--- start ---
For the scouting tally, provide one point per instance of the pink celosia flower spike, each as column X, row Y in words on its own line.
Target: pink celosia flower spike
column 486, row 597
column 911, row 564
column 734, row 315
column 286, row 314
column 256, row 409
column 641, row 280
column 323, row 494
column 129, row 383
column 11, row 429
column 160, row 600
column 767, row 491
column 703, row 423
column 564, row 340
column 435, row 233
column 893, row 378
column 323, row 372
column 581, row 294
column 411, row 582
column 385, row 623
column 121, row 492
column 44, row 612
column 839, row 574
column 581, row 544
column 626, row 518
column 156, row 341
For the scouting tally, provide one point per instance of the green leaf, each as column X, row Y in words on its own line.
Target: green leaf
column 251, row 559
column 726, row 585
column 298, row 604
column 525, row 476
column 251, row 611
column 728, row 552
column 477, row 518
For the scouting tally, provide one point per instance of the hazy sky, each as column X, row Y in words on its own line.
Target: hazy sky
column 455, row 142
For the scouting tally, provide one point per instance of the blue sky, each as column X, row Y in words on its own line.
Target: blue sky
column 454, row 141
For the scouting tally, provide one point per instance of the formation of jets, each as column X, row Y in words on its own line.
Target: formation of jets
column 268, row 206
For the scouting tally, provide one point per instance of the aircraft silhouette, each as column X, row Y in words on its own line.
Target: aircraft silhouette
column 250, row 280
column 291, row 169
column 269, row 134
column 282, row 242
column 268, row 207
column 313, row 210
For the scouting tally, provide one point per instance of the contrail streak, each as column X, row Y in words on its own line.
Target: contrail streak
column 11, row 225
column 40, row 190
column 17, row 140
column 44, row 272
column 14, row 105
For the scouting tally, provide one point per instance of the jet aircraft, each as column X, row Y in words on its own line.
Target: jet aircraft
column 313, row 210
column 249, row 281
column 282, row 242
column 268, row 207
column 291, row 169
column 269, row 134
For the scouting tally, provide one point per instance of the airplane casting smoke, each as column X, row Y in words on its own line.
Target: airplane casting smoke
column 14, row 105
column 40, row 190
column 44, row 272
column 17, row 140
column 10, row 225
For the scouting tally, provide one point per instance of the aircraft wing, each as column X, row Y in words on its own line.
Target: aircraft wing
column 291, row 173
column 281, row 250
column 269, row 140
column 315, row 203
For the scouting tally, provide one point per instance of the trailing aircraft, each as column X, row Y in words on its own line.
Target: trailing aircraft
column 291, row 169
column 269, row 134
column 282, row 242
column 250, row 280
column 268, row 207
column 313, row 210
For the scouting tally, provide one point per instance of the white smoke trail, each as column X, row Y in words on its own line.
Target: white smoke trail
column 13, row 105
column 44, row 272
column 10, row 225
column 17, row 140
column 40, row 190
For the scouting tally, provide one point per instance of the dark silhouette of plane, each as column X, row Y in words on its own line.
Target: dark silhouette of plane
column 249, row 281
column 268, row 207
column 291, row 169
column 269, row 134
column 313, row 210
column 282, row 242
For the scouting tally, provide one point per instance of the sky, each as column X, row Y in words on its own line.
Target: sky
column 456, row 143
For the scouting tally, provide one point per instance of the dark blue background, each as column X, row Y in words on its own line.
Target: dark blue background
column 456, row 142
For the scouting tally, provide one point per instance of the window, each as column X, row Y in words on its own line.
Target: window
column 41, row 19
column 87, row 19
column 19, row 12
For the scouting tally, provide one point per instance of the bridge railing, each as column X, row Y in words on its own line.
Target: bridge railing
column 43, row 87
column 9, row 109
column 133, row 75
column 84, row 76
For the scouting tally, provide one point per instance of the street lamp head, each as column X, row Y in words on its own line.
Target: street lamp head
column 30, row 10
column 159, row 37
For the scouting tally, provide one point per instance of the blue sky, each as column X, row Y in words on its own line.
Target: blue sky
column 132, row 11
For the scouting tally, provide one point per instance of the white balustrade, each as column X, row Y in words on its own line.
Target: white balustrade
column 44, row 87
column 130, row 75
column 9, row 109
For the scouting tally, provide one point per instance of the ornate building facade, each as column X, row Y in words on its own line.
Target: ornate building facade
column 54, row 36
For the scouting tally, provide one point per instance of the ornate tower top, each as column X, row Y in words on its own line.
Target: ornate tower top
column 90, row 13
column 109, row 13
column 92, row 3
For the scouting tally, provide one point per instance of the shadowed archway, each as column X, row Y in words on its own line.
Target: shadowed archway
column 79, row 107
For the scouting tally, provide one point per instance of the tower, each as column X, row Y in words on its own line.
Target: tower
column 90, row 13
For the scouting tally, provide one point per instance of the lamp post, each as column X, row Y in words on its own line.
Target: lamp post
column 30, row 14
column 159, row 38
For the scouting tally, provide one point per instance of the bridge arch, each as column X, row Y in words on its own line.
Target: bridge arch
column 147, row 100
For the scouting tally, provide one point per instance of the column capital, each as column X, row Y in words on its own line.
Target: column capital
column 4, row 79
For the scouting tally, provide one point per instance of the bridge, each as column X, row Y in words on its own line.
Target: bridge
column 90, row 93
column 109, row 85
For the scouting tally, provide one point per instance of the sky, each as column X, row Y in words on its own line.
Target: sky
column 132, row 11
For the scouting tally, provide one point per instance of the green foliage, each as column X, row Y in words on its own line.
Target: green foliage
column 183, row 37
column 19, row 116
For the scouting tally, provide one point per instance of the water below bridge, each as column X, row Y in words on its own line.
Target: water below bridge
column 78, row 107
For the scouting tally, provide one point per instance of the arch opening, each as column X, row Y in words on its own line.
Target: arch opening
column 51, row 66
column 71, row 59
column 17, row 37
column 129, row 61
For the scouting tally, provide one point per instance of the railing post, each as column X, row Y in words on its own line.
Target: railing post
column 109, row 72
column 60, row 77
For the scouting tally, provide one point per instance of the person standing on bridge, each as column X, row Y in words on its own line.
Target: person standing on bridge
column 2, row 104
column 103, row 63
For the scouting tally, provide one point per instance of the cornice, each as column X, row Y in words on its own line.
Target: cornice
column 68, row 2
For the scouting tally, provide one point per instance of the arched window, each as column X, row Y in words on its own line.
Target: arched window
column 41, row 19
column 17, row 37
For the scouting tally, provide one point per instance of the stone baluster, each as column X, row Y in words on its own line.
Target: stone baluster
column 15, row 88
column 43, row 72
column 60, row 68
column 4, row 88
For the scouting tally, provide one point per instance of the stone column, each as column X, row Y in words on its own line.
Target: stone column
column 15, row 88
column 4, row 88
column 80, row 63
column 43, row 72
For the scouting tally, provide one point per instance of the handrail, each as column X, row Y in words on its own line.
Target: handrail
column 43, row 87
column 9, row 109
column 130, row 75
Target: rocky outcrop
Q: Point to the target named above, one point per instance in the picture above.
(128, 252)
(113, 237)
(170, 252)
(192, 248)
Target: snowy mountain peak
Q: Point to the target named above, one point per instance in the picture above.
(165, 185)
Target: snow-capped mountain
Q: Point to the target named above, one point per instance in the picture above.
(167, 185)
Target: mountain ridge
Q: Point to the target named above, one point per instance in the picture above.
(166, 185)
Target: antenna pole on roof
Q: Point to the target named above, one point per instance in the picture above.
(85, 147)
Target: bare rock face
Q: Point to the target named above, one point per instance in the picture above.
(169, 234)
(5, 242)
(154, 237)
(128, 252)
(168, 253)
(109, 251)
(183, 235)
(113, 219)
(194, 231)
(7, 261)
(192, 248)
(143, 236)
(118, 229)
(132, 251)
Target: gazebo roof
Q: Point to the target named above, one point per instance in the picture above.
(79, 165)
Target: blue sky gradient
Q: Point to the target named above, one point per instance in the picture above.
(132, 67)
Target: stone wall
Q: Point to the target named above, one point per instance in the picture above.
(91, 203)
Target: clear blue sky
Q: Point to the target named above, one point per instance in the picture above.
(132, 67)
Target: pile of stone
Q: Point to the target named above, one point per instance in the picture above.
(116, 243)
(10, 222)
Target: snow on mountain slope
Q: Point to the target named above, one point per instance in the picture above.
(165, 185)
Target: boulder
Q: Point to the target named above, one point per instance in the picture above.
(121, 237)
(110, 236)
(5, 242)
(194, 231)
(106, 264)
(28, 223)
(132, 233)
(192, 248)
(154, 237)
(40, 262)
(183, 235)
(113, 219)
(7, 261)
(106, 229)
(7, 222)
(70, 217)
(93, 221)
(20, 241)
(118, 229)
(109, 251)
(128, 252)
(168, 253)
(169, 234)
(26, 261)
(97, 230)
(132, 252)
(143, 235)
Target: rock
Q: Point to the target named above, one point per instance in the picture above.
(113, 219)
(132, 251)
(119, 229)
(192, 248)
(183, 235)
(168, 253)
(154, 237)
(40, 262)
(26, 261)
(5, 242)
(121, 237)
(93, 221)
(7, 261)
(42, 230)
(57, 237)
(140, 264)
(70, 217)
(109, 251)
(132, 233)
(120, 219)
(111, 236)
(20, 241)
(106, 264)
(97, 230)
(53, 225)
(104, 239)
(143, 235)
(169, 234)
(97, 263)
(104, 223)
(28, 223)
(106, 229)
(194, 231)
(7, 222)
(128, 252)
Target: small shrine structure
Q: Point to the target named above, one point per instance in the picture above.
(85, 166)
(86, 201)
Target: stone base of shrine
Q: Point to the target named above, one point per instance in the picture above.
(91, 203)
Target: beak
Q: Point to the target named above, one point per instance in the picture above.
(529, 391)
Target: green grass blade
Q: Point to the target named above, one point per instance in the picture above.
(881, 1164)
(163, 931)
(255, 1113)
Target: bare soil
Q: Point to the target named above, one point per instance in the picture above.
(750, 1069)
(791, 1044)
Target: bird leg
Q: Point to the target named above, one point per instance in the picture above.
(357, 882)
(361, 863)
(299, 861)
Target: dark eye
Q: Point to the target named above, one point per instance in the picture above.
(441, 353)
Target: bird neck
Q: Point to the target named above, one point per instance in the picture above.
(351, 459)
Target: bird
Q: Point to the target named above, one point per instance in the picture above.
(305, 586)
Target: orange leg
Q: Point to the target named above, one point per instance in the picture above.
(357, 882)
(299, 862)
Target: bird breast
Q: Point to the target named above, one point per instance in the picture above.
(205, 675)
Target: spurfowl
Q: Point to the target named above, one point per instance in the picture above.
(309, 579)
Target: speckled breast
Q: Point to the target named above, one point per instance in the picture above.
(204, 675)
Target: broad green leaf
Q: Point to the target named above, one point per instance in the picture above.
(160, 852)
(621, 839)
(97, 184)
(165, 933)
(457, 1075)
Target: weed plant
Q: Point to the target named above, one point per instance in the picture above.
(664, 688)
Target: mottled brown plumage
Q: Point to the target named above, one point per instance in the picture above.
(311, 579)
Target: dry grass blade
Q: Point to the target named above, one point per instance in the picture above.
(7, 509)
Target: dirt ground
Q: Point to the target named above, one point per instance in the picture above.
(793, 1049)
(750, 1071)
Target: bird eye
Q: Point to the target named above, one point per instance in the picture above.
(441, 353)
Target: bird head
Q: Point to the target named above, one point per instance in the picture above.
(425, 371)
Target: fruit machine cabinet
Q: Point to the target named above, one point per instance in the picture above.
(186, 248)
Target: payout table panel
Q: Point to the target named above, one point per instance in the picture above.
--- end ---
[Work to be completed]
Recast the records as a JSON list of strings with one string per line, omitting blank lines, starting at the line that contains "of the lamp" and ending at the line that contains "column 19, row 116", both included. Cover only those lines.

[Output]
[
  "For the scouting tally, provide one point per instance of the lamp post, each as column X, row Y in words on its own line.",
  "Target: lamp post",
  "column 30, row 14",
  "column 159, row 38",
  "For the scouting tally, provide one point per instance of the bridge arch, each as column X, row Y in words on its own line.",
  "Target: bridge arch",
  "column 147, row 100",
  "For the scouting tally, provide one point per instance of the column capital, each as column X, row Y in words on its own line.",
  "Target: column capital",
  "column 4, row 79",
  "For the scouting tally, provide one point per instance of the bridge, each as column X, row Y in words on its own line.",
  "Target: bridge",
  "column 90, row 93",
  "column 109, row 85",
  "For the scouting tally, provide one point per instance of the sky, each as column X, row Y in words on its own line.",
  "Target: sky",
  "column 132, row 11",
  "For the scouting tally, provide one point per instance of the green foliage, each as column X, row Y in words on its own line.",
  "Target: green foliage",
  "column 183, row 37",
  "column 19, row 116"
]